Stated problem:
Put the lines of the material below, from the first one through the line holding "[[126, 39]]", into a numbered list. Include both ends and leave out blank lines.

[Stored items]
+--
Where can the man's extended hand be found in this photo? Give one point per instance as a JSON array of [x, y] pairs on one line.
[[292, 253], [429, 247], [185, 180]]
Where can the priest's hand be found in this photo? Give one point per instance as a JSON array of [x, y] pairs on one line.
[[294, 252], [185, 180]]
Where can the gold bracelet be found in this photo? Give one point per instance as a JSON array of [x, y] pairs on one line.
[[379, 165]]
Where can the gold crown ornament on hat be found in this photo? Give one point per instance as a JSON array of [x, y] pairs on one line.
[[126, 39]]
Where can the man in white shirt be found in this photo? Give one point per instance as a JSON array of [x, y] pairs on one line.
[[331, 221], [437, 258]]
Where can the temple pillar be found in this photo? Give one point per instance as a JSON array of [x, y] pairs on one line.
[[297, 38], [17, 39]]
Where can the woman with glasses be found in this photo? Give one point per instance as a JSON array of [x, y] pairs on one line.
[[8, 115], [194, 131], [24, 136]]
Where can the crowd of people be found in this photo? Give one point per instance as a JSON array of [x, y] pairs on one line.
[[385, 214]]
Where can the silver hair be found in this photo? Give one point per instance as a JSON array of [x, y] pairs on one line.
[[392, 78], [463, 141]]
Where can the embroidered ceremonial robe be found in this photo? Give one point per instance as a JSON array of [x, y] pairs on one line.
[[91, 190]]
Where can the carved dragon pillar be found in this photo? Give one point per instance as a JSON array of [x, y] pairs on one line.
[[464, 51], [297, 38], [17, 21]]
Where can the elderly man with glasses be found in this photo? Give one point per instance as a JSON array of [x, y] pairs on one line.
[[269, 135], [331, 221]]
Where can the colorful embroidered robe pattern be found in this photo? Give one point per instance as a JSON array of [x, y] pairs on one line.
+--
Answer to this problem:
1. Where can the man's extended hand be found in this photo? Give one point per instance as a JSON array of [x, y] pairs on one line.
2. [[292, 253], [429, 247], [185, 180]]
3. Where can the priest's hand be found in this photo? Give one point per instance as a JSON array of [x, y] pairs on one line.
4. [[294, 252], [185, 180]]
5. Where can the gold bracelet be found in this photo? Give one point per instance as a JSON array of [x, y] pairs on one line.
6. [[379, 165]]
7. Where can the gold crown ornament on hat be found in this photo? Give one point per instance as a JSON array of [x, y] pairs on one line.
8. [[126, 39]]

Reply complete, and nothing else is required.